_Set task_:
Please reproduce the material below, replacing every "Result" with "Output" and leaving everything else unchanged.

_Exercise materials_:
◇ ◇ ◇ ◇

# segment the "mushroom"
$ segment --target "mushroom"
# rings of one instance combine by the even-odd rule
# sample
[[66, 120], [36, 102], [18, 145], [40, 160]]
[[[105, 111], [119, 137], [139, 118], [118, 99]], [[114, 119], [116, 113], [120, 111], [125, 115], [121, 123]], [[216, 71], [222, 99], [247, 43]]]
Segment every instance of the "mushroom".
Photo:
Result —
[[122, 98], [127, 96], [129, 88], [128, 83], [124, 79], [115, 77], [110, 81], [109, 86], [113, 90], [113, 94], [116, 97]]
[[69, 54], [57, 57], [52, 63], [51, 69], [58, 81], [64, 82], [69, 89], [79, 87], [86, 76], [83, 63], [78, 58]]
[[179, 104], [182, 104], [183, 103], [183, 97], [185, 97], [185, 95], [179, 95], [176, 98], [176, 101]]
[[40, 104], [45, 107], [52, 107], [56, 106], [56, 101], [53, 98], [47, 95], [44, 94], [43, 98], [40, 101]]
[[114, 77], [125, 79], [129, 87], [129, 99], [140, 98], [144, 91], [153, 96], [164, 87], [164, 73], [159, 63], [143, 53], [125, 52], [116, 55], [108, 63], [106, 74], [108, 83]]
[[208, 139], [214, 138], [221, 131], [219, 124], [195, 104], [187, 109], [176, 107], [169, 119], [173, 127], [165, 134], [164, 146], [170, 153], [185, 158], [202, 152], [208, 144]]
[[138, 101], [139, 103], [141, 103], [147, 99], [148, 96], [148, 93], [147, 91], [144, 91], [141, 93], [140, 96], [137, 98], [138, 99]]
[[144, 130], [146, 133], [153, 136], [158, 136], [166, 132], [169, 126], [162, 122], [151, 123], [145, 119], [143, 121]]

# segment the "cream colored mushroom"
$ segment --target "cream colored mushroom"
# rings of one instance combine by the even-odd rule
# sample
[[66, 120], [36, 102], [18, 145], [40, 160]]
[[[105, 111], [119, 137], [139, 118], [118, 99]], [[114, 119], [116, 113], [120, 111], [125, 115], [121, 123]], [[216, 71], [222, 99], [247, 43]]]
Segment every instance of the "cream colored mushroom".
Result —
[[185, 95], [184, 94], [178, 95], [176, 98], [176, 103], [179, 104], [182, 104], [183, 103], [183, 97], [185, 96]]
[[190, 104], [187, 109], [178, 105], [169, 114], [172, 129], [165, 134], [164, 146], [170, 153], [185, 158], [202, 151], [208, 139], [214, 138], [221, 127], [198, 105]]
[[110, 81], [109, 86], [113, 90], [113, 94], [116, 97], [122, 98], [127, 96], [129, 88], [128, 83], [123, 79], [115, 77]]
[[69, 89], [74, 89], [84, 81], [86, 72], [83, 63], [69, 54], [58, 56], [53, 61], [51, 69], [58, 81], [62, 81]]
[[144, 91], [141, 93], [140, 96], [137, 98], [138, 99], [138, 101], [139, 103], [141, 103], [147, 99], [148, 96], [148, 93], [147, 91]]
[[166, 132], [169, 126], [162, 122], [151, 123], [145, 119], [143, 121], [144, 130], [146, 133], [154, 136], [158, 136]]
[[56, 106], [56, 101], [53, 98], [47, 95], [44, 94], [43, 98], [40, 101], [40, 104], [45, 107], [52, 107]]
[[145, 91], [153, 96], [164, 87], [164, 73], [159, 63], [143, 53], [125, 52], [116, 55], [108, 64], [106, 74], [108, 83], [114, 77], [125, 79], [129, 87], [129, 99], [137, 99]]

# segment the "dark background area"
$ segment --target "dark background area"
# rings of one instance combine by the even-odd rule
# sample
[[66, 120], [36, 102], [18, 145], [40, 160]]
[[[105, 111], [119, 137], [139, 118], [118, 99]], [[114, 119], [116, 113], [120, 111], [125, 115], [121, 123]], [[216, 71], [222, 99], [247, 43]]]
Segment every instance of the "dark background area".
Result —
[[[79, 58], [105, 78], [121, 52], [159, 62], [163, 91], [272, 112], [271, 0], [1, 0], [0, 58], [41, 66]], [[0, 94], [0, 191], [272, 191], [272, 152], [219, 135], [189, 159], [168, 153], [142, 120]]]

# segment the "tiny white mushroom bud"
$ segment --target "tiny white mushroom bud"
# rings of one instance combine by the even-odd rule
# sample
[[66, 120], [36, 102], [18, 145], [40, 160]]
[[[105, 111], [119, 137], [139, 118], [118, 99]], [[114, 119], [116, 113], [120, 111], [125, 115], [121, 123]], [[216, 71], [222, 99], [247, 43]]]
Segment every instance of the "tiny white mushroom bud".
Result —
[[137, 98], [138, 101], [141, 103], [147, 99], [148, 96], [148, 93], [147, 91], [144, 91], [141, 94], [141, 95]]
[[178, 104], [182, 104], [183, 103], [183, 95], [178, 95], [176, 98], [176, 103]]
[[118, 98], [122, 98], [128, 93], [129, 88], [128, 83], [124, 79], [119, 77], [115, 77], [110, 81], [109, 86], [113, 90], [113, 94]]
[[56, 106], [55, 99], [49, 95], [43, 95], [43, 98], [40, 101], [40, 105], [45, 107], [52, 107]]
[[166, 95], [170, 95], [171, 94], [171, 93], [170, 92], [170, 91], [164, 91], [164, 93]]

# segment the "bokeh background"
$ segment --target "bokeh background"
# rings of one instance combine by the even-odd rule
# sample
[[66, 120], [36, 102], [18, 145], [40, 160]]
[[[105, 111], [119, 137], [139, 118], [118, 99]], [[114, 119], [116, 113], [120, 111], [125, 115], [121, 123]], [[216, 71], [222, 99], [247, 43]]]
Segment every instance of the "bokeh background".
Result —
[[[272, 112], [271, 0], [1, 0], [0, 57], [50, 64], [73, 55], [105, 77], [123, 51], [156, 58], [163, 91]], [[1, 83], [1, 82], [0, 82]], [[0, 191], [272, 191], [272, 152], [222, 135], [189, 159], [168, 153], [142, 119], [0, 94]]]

◇ ◇ ◇ ◇

_Output of the exercise_:
# segment the "mushroom"
$ segment --target "mushroom"
# rings of one instance combine by the even-odd rule
# sample
[[66, 120], [36, 102], [18, 145], [40, 160]]
[[[105, 111], [119, 137], [139, 118], [118, 99]], [[114, 119], [116, 113], [120, 111], [125, 115], [121, 123]], [[216, 71], [222, 99], [247, 43]]]
Segment every instance of the "mushroom".
Photo:
Output —
[[122, 98], [127, 96], [129, 88], [128, 83], [124, 79], [115, 77], [110, 81], [109, 86], [113, 90], [113, 94], [116, 97]]
[[69, 54], [57, 57], [52, 63], [51, 69], [58, 81], [64, 82], [69, 89], [79, 87], [86, 76], [83, 63], [78, 58]]
[[179, 104], [182, 104], [183, 103], [183, 97], [185, 97], [185, 95], [179, 95], [176, 98], [176, 101]]
[[40, 104], [45, 107], [52, 107], [56, 106], [56, 101], [53, 98], [47, 95], [44, 94], [43, 98], [40, 101]]
[[114, 77], [125, 79], [129, 87], [129, 99], [140, 98], [144, 91], [153, 96], [164, 87], [164, 73], [159, 63], [143, 53], [125, 52], [116, 55], [108, 63], [106, 74], [108, 83]]
[[208, 139], [214, 138], [221, 131], [219, 124], [195, 104], [187, 109], [176, 107], [169, 119], [173, 127], [165, 134], [164, 146], [170, 153], [185, 158], [202, 152], [208, 144]]
[[138, 101], [139, 103], [141, 103], [147, 99], [148, 96], [148, 93], [147, 91], [144, 91], [141, 93], [140, 96], [137, 98], [138, 99]]
[[144, 130], [146, 133], [153, 136], [158, 136], [166, 132], [169, 126], [162, 122], [151, 123], [145, 119], [143, 121]]

# segment the "cream colored mushroom"
$ segment --target "cream colored mushroom"
# rings of one instance combine by the even-odd rule
# sample
[[66, 120], [36, 102], [18, 145], [40, 160]]
[[[105, 111], [119, 137], [139, 118], [118, 99]], [[114, 119], [116, 113], [120, 111], [125, 115], [121, 123]], [[216, 71], [222, 99], [247, 43]]]
Segment every instance of the "cream colored mushroom".
Output —
[[185, 95], [184, 94], [178, 95], [176, 98], [176, 103], [179, 104], [182, 104], [183, 103], [183, 97], [185, 96]]
[[190, 104], [187, 109], [178, 105], [169, 114], [172, 129], [165, 134], [164, 146], [170, 153], [185, 158], [202, 151], [208, 139], [214, 138], [221, 127], [198, 105]]
[[110, 81], [109, 86], [113, 90], [113, 94], [116, 97], [122, 98], [127, 96], [129, 88], [128, 83], [123, 79], [115, 77]]
[[69, 89], [74, 89], [84, 81], [86, 72], [83, 63], [69, 54], [58, 56], [53, 61], [51, 69], [58, 81], [62, 81]]
[[144, 91], [141, 93], [140, 96], [137, 98], [138, 99], [138, 101], [139, 103], [141, 103], [147, 99], [148, 96], [148, 93], [147, 91]]
[[166, 132], [169, 126], [162, 122], [151, 123], [145, 119], [143, 121], [144, 130], [146, 133], [154, 136], [158, 136]]
[[56, 106], [56, 101], [53, 98], [47, 95], [44, 94], [43, 98], [40, 101], [40, 104], [45, 107], [52, 107]]
[[145, 91], [153, 96], [164, 87], [164, 73], [159, 63], [143, 53], [125, 52], [116, 55], [108, 64], [106, 74], [108, 83], [114, 77], [125, 79], [129, 87], [129, 99], [137, 99]]

# segment the "dark background area"
$ segment --target "dark background area"
# rings of one instance combine by the even-odd rule
# sample
[[66, 120], [36, 102], [18, 145], [40, 160]]
[[[105, 111], [119, 137], [139, 118], [118, 99]], [[114, 119], [116, 113], [120, 111], [125, 115], [121, 123]], [[216, 71], [222, 99], [247, 43]]]
Segment every instance of the "dark background area".
Output —
[[[79, 58], [105, 78], [121, 52], [159, 62], [163, 91], [272, 112], [271, 0], [1, 0], [0, 58], [41, 66]], [[0, 94], [0, 191], [272, 191], [272, 152], [219, 135], [189, 159], [168, 153], [142, 120]]]

# segment the "tiny white mushroom bud"
$ segment --target "tiny white mushroom bud"
# rings of one instance combine by the even-odd rule
# sample
[[66, 120], [36, 102], [18, 145], [40, 160]]
[[[105, 111], [119, 137], [139, 118], [118, 99]], [[114, 119], [116, 113], [120, 111], [125, 115], [121, 123]], [[216, 71], [222, 99], [247, 43]]]
Segment every instance of the "tiny white mushroom bud".
Output —
[[137, 98], [138, 101], [141, 103], [147, 99], [148, 96], [148, 93], [147, 91], [144, 91], [141, 94], [141, 95]]
[[178, 104], [182, 104], [183, 103], [183, 95], [178, 95], [176, 98], [176, 103]]
[[118, 98], [122, 98], [128, 93], [129, 88], [128, 83], [124, 79], [119, 77], [115, 77], [110, 81], [109, 86], [113, 90], [113, 94]]
[[56, 106], [55, 99], [49, 95], [43, 95], [43, 98], [40, 101], [40, 105], [45, 107], [52, 107]]
[[166, 95], [170, 95], [171, 94], [171, 93], [170, 92], [170, 91], [164, 91], [164, 93]]

# segment the "bokeh background"
$ segment --target "bokeh background"
# rings of one instance combine by the even-odd rule
# sample
[[66, 120], [36, 102], [18, 145], [40, 160]]
[[[105, 111], [119, 137], [139, 118], [118, 99]], [[114, 119], [116, 113], [120, 111], [125, 115], [121, 123]], [[216, 71], [222, 99], [247, 43]]]
Segment every instance of the "bokeh background".
Output —
[[[272, 112], [271, 0], [1, 0], [0, 57], [50, 64], [73, 55], [105, 77], [123, 51], [156, 58], [163, 91]], [[1, 83], [1, 82], [0, 82]], [[0, 191], [272, 191], [272, 152], [222, 135], [189, 159], [168, 153], [142, 119], [0, 94]]]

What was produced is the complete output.